Natural-language object grounding data:
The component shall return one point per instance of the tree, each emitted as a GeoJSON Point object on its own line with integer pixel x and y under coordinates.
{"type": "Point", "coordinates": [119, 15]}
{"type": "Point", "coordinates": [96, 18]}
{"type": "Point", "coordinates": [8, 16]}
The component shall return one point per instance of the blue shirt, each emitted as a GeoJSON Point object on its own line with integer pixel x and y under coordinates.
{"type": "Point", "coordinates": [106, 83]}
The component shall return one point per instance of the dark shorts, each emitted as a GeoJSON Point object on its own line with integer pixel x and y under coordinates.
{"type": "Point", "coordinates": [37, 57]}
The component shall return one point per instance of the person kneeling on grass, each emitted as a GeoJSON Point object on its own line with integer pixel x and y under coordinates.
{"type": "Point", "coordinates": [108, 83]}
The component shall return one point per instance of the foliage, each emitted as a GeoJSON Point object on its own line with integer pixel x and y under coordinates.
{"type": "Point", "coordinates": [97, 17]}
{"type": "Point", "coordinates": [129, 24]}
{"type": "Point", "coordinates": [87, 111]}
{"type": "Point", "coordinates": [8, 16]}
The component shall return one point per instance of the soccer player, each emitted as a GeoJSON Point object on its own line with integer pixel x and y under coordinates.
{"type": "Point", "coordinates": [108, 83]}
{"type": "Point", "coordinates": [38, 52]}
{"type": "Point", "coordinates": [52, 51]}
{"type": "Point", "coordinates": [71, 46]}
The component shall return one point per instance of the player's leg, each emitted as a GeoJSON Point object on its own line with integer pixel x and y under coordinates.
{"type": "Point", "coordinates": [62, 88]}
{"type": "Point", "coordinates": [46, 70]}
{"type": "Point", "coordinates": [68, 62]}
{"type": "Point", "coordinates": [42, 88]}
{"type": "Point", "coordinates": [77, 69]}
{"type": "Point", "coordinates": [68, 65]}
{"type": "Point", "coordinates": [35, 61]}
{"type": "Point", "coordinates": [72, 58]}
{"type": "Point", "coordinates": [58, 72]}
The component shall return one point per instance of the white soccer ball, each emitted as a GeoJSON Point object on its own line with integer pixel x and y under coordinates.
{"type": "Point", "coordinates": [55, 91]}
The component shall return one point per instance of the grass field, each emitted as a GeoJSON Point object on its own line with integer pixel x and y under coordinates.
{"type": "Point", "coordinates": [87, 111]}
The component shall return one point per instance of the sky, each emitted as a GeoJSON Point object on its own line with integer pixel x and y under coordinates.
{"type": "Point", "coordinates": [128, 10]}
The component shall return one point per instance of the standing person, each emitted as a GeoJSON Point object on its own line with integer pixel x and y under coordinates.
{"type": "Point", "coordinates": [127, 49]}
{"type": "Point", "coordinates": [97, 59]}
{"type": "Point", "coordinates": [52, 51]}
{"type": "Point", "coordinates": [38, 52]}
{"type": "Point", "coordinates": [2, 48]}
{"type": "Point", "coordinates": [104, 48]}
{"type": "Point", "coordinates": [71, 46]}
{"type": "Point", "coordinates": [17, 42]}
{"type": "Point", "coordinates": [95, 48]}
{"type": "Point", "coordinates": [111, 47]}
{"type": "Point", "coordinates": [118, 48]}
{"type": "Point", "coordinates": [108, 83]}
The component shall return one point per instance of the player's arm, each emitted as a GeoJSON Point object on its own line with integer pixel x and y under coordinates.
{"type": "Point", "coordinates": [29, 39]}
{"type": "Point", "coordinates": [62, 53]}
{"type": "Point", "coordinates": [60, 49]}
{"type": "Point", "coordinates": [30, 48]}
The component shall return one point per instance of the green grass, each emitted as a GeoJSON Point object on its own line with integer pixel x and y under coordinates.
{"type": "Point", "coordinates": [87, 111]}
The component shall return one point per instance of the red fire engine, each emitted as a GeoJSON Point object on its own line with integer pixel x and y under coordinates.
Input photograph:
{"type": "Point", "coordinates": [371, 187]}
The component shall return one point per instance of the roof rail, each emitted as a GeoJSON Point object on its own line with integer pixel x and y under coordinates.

TASK OBJECTIVE - Write the records above out again, exactly as they are.

TASK RESULT -
The component shall return one point per instance of the tree, each emitted as a GeoJSON Point object on its own line with integer pixel x and y under coordinates.
{"type": "Point", "coordinates": [119, 15]}
{"type": "Point", "coordinates": [96, 18]}
{"type": "Point", "coordinates": [8, 16]}
The component shall return one point per instance of the blue shirt, each emitted as a GeoJSON Point object on its own line with integer pixel x and y under coordinates.
{"type": "Point", "coordinates": [106, 83]}
The component shall return one point per instance of the dark shorts, each emitted as a GeoJSON Point object on its own line with integer pixel x and y under coordinates.
{"type": "Point", "coordinates": [37, 57]}
The component shall return one point per instance of the person kneeling on grass, each emitted as a GeoJSON Point object on its own line with integer pixel x and y under coordinates.
{"type": "Point", "coordinates": [108, 83]}
The component shall return one point per instance of the foliage, each emitted as a GeoJSON Point object on its own line with integer pixel x and y under coordinates.
{"type": "Point", "coordinates": [97, 17]}
{"type": "Point", "coordinates": [129, 24]}
{"type": "Point", "coordinates": [87, 111]}
{"type": "Point", "coordinates": [8, 16]}
The component shall return one point per instance of the soccer player, each emitted as a GeoJSON Point object on its own line with integer pixel x and y under coordinates.
{"type": "Point", "coordinates": [108, 83]}
{"type": "Point", "coordinates": [38, 52]}
{"type": "Point", "coordinates": [52, 51]}
{"type": "Point", "coordinates": [71, 46]}
The component shall return one point per instance of the player's leg, each emitted as a GeoJSON Point object on its own line with integer pixel x and y under coordinates.
{"type": "Point", "coordinates": [62, 88]}
{"type": "Point", "coordinates": [46, 70]}
{"type": "Point", "coordinates": [68, 62]}
{"type": "Point", "coordinates": [42, 88]}
{"type": "Point", "coordinates": [77, 69]}
{"type": "Point", "coordinates": [68, 65]}
{"type": "Point", "coordinates": [35, 61]}
{"type": "Point", "coordinates": [72, 58]}
{"type": "Point", "coordinates": [58, 72]}
The component shall return one point per instance of the white soccer ball, each emitted as a GeoJSON Point object on its own line with integer pixel x and y under coordinates.
{"type": "Point", "coordinates": [55, 91]}
The component shall return one point per instance of the grass field, each emitted as a GeoJSON Point object on its own line with integer pixel x and y under coordinates.
{"type": "Point", "coordinates": [87, 111]}
The component shall return one point per instance of the sky, each emitted as a GeoJSON Point object on its own line with integer pixel x and y under coordinates.
{"type": "Point", "coordinates": [128, 10]}
The component shall return one point per instance of the standing person, each emitted as a GeoJSON Point object on its own line with integer pixel x and y under coordinates.
{"type": "Point", "coordinates": [127, 49]}
{"type": "Point", "coordinates": [97, 59]}
{"type": "Point", "coordinates": [52, 51]}
{"type": "Point", "coordinates": [38, 52]}
{"type": "Point", "coordinates": [2, 48]}
{"type": "Point", "coordinates": [104, 48]}
{"type": "Point", "coordinates": [71, 46]}
{"type": "Point", "coordinates": [17, 42]}
{"type": "Point", "coordinates": [95, 48]}
{"type": "Point", "coordinates": [111, 47]}
{"type": "Point", "coordinates": [118, 48]}
{"type": "Point", "coordinates": [108, 83]}
The component shall return one point per instance of the player's arm, each emitted as a GeoJSON Point object on its own line with integer pixel x and y under coordinates.
{"type": "Point", "coordinates": [29, 39]}
{"type": "Point", "coordinates": [62, 53]}
{"type": "Point", "coordinates": [60, 49]}
{"type": "Point", "coordinates": [30, 48]}
The component shall return one point per instance of the green grass, each emitted as a GeoJSON Point object on its own line with integer pixel x and y under coordinates.
{"type": "Point", "coordinates": [87, 111]}
The component shall return one point per instance of the red fire engine, each emitted as a GeoJSON Point object on its own line with integer pixel x and y under coordinates.
Input photograph:
{"type": "Point", "coordinates": [371, 187]}
The component shall return one point per instance of the roof rail, each emitted as a GeoJSON Point object on its own line with integer pixel x and y under coordinates.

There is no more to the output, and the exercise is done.